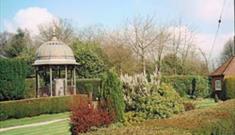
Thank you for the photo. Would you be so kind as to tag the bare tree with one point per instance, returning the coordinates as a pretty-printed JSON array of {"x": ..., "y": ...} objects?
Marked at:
[
  {"x": 182, "y": 42},
  {"x": 120, "y": 55},
  {"x": 205, "y": 58},
  {"x": 62, "y": 28},
  {"x": 93, "y": 34},
  {"x": 140, "y": 35},
  {"x": 227, "y": 51},
  {"x": 159, "y": 50}
]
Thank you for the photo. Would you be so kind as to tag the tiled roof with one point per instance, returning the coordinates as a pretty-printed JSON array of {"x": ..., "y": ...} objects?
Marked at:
[{"x": 227, "y": 69}]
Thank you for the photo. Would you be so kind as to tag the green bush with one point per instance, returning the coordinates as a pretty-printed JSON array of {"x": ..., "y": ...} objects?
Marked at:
[
  {"x": 12, "y": 79},
  {"x": 230, "y": 87},
  {"x": 162, "y": 104},
  {"x": 33, "y": 107},
  {"x": 131, "y": 118},
  {"x": 218, "y": 120},
  {"x": 91, "y": 63},
  {"x": 183, "y": 84},
  {"x": 86, "y": 85},
  {"x": 30, "y": 88},
  {"x": 112, "y": 91}
]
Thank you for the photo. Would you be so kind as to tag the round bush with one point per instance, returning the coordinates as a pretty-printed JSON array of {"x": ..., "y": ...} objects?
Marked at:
[{"x": 163, "y": 103}]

......

Return every line of the listing that has the word "returning" in it.

Expected output:
Thank you for the photo. Would you be so kind as to tag the bare tree with one point per instance, returning the coordinates as a pretty-printed JSON array of {"x": ..., "y": ...} objects?
Thank you for the photo. Would you be so kind as to tag the tiled roof with one point per instance, returning the coordinates as a pretty-printed JSON array of {"x": ..., "y": ...} objects?
Thank you for the photo. Would you be so kind as to tag the green bush with one point per instance, returning the coordinates as a pretty-printed JSON array of {"x": ..., "y": ...} objects?
Thank you for the photo. Would you be so kind as to tag the round bush with one point per instance, returning the coordinates as a pretty-printed JSON array of {"x": ..., "y": ...} objects?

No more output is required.